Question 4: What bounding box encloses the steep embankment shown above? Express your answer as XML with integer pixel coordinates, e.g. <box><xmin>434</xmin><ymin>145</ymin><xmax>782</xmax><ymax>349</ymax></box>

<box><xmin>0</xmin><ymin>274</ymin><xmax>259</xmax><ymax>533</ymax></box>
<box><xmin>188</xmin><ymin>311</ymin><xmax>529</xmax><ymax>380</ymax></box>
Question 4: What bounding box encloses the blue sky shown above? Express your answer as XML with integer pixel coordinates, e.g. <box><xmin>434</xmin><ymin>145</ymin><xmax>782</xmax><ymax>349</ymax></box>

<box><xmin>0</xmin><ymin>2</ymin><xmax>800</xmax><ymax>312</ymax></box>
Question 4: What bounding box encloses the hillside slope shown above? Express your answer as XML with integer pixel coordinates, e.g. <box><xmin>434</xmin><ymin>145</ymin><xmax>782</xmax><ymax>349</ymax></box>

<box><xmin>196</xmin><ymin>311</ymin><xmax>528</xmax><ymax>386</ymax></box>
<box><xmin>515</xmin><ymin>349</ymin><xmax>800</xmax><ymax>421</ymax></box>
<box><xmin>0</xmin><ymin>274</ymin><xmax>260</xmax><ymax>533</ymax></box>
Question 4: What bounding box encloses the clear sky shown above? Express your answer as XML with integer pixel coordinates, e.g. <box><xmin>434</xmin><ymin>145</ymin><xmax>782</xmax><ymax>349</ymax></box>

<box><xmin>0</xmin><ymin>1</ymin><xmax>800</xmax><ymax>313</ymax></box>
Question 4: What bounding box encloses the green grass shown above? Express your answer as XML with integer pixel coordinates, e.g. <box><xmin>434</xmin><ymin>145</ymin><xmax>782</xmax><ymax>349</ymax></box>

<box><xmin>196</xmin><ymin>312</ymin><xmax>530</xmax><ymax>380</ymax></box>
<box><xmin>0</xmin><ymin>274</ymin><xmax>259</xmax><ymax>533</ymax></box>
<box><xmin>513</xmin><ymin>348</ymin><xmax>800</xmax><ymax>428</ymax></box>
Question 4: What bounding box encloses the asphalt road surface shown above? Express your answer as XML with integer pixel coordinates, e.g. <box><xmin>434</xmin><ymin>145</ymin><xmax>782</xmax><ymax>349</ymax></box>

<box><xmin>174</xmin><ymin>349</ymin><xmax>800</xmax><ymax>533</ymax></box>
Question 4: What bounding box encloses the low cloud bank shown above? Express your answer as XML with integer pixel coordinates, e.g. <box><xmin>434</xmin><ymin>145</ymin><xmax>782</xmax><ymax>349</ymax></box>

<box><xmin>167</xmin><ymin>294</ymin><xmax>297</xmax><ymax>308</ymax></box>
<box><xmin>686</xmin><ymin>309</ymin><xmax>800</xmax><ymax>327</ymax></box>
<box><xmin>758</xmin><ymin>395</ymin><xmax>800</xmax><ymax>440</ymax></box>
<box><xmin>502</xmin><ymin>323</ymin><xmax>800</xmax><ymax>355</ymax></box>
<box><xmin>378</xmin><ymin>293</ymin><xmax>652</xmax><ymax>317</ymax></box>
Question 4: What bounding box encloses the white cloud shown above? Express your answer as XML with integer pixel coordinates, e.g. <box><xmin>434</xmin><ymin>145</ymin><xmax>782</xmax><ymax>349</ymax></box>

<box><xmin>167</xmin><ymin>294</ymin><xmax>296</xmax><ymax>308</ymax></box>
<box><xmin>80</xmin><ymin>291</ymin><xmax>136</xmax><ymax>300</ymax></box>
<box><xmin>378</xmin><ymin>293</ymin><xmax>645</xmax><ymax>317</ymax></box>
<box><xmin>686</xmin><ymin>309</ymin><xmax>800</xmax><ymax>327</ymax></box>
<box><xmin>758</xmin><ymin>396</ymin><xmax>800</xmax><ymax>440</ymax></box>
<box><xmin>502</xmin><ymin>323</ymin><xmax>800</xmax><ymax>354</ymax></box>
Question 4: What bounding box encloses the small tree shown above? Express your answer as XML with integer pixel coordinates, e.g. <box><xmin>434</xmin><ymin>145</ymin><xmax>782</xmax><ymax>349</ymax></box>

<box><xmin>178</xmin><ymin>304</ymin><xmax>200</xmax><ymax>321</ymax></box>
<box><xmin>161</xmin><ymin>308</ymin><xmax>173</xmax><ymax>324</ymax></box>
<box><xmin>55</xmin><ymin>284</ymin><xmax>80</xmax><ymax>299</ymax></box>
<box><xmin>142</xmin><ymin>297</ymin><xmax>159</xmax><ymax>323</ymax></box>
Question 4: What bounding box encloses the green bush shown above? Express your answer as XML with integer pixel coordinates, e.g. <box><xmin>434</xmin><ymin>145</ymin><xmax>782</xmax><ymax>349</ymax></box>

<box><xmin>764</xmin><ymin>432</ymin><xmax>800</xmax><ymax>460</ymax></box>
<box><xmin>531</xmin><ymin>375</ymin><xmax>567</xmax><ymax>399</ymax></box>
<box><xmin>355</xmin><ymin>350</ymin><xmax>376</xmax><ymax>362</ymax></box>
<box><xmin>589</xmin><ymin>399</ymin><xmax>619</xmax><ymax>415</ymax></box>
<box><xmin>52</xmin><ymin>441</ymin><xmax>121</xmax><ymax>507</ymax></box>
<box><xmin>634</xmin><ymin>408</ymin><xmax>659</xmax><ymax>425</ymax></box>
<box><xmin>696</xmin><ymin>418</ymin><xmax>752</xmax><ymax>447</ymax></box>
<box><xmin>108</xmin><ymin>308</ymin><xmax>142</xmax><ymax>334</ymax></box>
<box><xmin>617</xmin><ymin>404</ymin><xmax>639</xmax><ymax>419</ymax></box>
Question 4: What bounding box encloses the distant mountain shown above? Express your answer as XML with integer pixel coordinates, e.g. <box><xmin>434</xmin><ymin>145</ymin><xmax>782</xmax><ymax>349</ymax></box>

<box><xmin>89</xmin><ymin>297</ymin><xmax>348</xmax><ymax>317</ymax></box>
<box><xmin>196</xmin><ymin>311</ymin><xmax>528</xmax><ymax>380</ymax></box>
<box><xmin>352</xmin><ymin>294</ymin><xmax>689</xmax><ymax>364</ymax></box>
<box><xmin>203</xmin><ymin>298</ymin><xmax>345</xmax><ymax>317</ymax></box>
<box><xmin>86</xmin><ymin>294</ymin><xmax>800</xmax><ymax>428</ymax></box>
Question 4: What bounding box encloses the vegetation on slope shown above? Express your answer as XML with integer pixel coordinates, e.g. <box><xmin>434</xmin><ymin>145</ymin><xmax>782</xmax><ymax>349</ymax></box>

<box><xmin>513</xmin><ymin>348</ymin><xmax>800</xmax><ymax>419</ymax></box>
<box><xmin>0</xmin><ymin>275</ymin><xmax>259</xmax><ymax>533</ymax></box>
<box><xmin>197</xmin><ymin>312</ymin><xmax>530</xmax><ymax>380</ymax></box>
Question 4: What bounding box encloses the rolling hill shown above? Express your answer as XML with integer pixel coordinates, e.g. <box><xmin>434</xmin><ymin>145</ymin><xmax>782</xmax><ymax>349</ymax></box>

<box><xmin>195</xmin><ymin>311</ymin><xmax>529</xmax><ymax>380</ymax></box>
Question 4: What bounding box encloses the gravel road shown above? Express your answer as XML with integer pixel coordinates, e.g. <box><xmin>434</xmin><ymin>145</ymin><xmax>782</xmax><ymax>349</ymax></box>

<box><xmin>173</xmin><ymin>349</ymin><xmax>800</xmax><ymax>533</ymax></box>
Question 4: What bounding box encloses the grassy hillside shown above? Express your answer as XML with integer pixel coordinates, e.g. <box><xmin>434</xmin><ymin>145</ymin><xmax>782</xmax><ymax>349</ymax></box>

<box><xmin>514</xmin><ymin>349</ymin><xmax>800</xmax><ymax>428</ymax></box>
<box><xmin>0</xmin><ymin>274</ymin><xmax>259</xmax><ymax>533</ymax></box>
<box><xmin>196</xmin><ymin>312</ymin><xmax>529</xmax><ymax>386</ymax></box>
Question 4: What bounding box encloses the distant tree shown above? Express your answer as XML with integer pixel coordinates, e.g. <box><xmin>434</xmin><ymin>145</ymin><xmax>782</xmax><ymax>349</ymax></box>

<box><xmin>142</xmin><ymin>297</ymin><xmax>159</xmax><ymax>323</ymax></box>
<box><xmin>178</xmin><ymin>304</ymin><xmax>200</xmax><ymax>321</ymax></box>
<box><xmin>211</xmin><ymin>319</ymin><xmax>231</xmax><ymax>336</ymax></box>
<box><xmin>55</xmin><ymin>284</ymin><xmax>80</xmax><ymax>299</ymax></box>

━━━━━━

• WRITTEN TASK: Please list every line of the records that contains the word "slope", copying each such line in full. Case counts.

• OUTPUT FOR THIS TASK:
Question 4: What bounding box encloses the hillside slope shown above? Express your answer as XML with integer pixel coordinates, e.g. <box><xmin>434</xmin><ymin>145</ymin><xmax>782</xmax><ymax>349</ymax></box>
Question 4: What bounding box encloses the vegetation on slope shown above? Express your answer as XML with integer pixel coordinates, e.g. <box><xmin>434</xmin><ymin>145</ymin><xmax>782</xmax><ymax>349</ymax></box>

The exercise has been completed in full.